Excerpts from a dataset
__________________________________________________

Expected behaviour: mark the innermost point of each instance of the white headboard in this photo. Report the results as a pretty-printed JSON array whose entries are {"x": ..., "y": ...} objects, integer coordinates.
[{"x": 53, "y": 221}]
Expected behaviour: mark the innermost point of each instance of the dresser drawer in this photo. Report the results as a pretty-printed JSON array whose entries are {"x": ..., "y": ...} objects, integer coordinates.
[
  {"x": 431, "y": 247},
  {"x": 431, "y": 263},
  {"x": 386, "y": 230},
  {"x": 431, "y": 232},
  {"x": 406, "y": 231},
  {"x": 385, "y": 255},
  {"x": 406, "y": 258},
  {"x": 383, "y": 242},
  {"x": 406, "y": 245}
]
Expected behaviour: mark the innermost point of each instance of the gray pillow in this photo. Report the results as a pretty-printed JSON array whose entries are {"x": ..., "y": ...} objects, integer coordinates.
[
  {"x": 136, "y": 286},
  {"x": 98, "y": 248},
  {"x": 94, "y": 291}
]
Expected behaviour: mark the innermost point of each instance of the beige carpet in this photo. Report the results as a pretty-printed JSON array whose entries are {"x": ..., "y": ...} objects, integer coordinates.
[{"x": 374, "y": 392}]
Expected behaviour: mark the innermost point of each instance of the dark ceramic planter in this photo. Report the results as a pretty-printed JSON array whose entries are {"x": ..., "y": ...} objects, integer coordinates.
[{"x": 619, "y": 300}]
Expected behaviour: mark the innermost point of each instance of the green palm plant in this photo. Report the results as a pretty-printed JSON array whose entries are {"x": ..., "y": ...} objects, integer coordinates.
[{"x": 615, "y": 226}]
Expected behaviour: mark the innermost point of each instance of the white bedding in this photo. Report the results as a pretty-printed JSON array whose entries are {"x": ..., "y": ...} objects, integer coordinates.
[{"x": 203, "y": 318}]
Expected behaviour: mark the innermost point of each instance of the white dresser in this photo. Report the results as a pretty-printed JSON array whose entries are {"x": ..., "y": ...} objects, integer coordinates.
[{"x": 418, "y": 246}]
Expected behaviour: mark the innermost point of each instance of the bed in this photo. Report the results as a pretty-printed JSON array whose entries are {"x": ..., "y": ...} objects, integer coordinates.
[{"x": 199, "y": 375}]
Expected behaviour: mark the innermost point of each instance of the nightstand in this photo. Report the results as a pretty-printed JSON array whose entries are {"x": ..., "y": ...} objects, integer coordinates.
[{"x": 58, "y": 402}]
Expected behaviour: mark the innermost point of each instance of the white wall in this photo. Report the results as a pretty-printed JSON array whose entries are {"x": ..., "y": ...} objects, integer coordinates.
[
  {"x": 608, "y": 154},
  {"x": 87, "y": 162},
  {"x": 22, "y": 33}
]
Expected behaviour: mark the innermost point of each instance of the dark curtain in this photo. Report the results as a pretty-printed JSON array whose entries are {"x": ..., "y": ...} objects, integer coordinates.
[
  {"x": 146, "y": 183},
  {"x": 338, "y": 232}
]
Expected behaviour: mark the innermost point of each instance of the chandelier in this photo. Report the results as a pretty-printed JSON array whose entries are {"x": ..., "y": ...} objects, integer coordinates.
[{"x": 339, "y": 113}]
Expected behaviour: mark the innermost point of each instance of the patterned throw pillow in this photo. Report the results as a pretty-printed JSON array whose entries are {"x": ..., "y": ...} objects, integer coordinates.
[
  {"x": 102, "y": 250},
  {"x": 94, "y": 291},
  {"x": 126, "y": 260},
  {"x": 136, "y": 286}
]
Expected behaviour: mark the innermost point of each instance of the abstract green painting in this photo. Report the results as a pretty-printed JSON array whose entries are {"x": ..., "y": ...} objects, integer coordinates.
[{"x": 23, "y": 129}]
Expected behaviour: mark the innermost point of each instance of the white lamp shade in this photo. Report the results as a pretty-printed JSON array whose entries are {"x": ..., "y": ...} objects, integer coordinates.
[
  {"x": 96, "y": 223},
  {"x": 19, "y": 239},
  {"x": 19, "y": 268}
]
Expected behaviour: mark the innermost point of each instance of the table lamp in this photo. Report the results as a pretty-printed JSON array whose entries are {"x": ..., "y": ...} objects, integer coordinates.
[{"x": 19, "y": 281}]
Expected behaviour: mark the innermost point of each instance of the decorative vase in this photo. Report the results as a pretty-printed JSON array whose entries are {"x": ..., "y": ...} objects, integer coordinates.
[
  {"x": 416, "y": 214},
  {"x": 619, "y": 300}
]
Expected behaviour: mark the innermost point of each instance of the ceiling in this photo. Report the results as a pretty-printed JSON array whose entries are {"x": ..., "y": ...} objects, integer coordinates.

__________________________________________________

## TASK TO CARRY OUT
The goal is a faithful transcription of every entry above.

## WRITTEN ANSWER
Expected behaviour: mark the innermost point of each instance of the white headboard in this photo. Report the results as a pretty-printed JSON array whose entries are {"x": ..., "y": ...} objects, integer coordinates.
[{"x": 53, "y": 221}]
Expected behaviour: mark the innermost point of each instance of the dresser drawer in this photo. Report the results as a pretty-printed JSON array whose entries are {"x": ..., "y": ...} objects, integer coordinates.
[
  {"x": 431, "y": 247},
  {"x": 431, "y": 263},
  {"x": 386, "y": 230},
  {"x": 431, "y": 232},
  {"x": 406, "y": 231},
  {"x": 385, "y": 255},
  {"x": 406, "y": 258},
  {"x": 383, "y": 242},
  {"x": 406, "y": 245}
]
Expected behaviour: mark the innermost point of each instance of the gray pillow in this photo. Report the results as a pretty-printed JSON array whose entries are {"x": ..., "y": ...} objects, integer coordinates.
[
  {"x": 136, "y": 286},
  {"x": 98, "y": 248},
  {"x": 94, "y": 291}
]
Expected behaviour: mark the innermost point of each instance of the beige carpet in this photo. Report the results as a pretty-printed JSON array whose entries are {"x": ..., "y": ...} objects, integer coordinates.
[{"x": 374, "y": 392}]
Expected behaviour: mark the innermost point of each instance of the dark ceramic planter in this photo. Report the results as a pretty-printed JSON array whose entries are {"x": ..., "y": ...} objects, integer coordinates.
[{"x": 619, "y": 300}]
Expected behaviour: mark the innermost point of each instance of the green palm plant in this photo. Report the results as a pretty-printed JSON array whose entries are {"x": ..., "y": ...} objects, integer coordinates.
[{"x": 615, "y": 226}]
Expected behaviour: mark the innermost point of each instance of the white bedding in this photo. Report the results as a pretty-printed JSON array whose entries are {"x": ..., "y": ...} objects, integer coordinates.
[{"x": 203, "y": 318}]
Expected behaviour: mark the innermost point of each instance of the white dresser in this photo. Report the results as a pretty-printed JSON array whose entries are {"x": ..., "y": ...} objects, integer coordinates.
[{"x": 418, "y": 246}]
Expected behaviour: mark the innermost point of each instance of the bed in this photo. Report the results as a pretty-printed JSON array whose entries are {"x": ..., "y": ...} objects, integer coordinates.
[{"x": 199, "y": 375}]
Expected behaviour: mark the innermost point of each instance of the nightstand in this photo. Report the results as a pretty-printed JSON array whose entries are {"x": ..., "y": ...} objects, integer coordinates.
[{"x": 58, "y": 402}]
Expected behaviour: mark the innermost point of each instance of the white wall in this photo. Report the results as a pretty-printed JSON array whose entries are {"x": ..., "y": ...} objects, integer coordinates.
[
  {"x": 608, "y": 154},
  {"x": 87, "y": 162},
  {"x": 22, "y": 33}
]
Expected behaviour: mark the innermost point of each instance of the dark curtain in this photo. Report the results as a pretty-printed JSON array whose entries are {"x": ..., "y": ...} objects, integer coordinates.
[
  {"x": 146, "y": 183},
  {"x": 338, "y": 232}
]
Expected behaviour: mark the innermost point of each instance of the chandelier in this photo. Report the results as a pretty-printed JSON array whose entries are {"x": ..., "y": ...} objects, integer coordinates.
[{"x": 339, "y": 113}]
Expected behaviour: mark the innermost point of each instance of the patterned throw pillow in this photo. Report the results as a pretty-printed JSON array whose entries are {"x": ..., "y": ...} objects, integer coordinates.
[
  {"x": 102, "y": 250},
  {"x": 94, "y": 291},
  {"x": 126, "y": 260},
  {"x": 136, "y": 286}
]
Expected behaviour: mark the innermost point of each instance of the abstract green painting in this photo. Report the results as a pretty-printed JSON array whose entries are {"x": ..., "y": ...} objects, integer coordinates.
[{"x": 23, "y": 129}]
Expected behaviour: mark the innermost point of each instance of the white lamp shade in this photo. Report the results as a pretty-printed JSON array whose entries are {"x": ..., "y": ...} objects, integer coordinates.
[
  {"x": 96, "y": 223},
  {"x": 19, "y": 239},
  {"x": 19, "y": 268}
]
Expected behaviour: mark the innermost point of each instance of the table lamp in this photo. Report the results as a pretty-printed JSON array whose entries are {"x": ..., "y": ...} objects, integer coordinates.
[{"x": 19, "y": 281}]
Expected behaviour: mark the innermost point of each instance of the decorative vase in this photo. Report the results as a pretty-printed JSON array whose entries are {"x": ..., "y": ...} objects, integer coordinates.
[
  {"x": 416, "y": 214},
  {"x": 619, "y": 300}
]
Expected behaviour: mark the innermost point of each instance of the ceiling in this photo. Report the results as a pretty-printed JSON array whose entries are {"x": ..., "y": ...} objects, integer coordinates.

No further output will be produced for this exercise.